Problem to solve:
Retype each entry. Leave nothing out.

The input:

========================

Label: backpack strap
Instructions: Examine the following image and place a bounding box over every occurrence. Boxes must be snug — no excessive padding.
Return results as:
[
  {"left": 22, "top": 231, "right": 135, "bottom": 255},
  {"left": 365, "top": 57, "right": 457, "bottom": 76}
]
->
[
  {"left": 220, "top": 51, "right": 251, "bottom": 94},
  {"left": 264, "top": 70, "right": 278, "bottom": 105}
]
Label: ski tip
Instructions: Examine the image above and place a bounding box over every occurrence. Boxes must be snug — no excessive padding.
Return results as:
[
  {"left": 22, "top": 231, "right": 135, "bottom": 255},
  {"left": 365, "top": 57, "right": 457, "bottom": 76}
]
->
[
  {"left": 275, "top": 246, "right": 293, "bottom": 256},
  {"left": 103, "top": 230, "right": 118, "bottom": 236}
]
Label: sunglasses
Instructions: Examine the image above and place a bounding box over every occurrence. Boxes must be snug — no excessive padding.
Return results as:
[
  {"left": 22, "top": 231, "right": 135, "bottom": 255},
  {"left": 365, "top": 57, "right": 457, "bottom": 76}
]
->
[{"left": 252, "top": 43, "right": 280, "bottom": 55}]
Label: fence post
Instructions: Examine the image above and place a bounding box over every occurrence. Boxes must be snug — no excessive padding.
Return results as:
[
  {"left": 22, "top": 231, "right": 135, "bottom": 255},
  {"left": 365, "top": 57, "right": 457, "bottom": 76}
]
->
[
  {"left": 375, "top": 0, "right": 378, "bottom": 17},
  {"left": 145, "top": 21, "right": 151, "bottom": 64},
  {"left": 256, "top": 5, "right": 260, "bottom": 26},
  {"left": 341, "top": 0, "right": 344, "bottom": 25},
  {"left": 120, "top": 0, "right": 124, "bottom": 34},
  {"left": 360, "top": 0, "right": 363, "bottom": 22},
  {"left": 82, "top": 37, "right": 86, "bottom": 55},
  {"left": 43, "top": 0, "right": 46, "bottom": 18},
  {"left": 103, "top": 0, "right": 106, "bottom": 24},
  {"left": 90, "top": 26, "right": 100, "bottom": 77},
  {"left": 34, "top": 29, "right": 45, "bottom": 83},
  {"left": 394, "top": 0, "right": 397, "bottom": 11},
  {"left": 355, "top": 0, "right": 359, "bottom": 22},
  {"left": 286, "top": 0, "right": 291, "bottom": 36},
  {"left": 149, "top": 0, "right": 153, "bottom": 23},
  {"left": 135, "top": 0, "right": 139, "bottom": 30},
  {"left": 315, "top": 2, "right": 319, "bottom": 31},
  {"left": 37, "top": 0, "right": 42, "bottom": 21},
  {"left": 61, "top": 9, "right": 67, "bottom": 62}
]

========================

Task solution:
Label: backpack strap
Instructions: Examine the following image and place a bounding box over every occurrence. Boxes must be snug — no excessive padding.
Return results as:
[
  {"left": 22, "top": 231, "right": 135, "bottom": 255},
  {"left": 365, "top": 57, "right": 457, "bottom": 76}
]
->
[
  {"left": 220, "top": 51, "right": 251, "bottom": 94},
  {"left": 264, "top": 70, "right": 278, "bottom": 105}
]
Label: ski tip
Instructions: Examine the image above and place a bounding box over every occurrence. Boxes must be snug — no excessive padding.
Return results as:
[
  {"left": 22, "top": 231, "right": 135, "bottom": 255},
  {"left": 365, "top": 57, "right": 457, "bottom": 76}
]
->
[
  {"left": 275, "top": 246, "right": 293, "bottom": 256},
  {"left": 103, "top": 230, "right": 118, "bottom": 236}
]
Label: sunglasses
Instructions: Examine the image above and place a bounding box over every occurrence. Boxes must be snug — no excessive padding.
Return results as:
[
  {"left": 22, "top": 231, "right": 135, "bottom": 255},
  {"left": 365, "top": 57, "right": 457, "bottom": 76}
]
->
[{"left": 252, "top": 43, "right": 280, "bottom": 55}]
Label: fence post
Instructions: Examine the image above and place a bounding box over every occurrence. Boxes must be snug — no excessive padding.
Return results as:
[
  {"left": 22, "top": 231, "right": 135, "bottom": 255},
  {"left": 365, "top": 57, "right": 457, "bottom": 76}
]
->
[
  {"left": 375, "top": 0, "right": 378, "bottom": 17},
  {"left": 145, "top": 21, "right": 151, "bottom": 64},
  {"left": 256, "top": 5, "right": 260, "bottom": 26},
  {"left": 341, "top": 0, "right": 344, "bottom": 25},
  {"left": 120, "top": 0, "right": 124, "bottom": 34},
  {"left": 360, "top": 0, "right": 363, "bottom": 22},
  {"left": 82, "top": 37, "right": 86, "bottom": 55},
  {"left": 43, "top": 0, "right": 46, "bottom": 18},
  {"left": 103, "top": 0, "right": 106, "bottom": 24},
  {"left": 90, "top": 26, "right": 100, "bottom": 77},
  {"left": 34, "top": 29, "right": 45, "bottom": 83},
  {"left": 394, "top": 0, "right": 397, "bottom": 11},
  {"left": 355, "top": 0, "right": 359, "bottom": 22},
  {"left": 286, "top": 0, "right": 291, "bottom": 36},
  {"left": 149, "top": 0, "right": 153, "bottom": 23},
  {"left": 135, "top": 0, "right": 139, "bottom": 30},
  {"left": 315, "top": 2, "right": 319, "bottom": 31},
  {"left": 37, "top": 0, "right": 42, "bottom": 21},
  {"left": 61, "top": 9, "right": 67, "bottom": 62}
]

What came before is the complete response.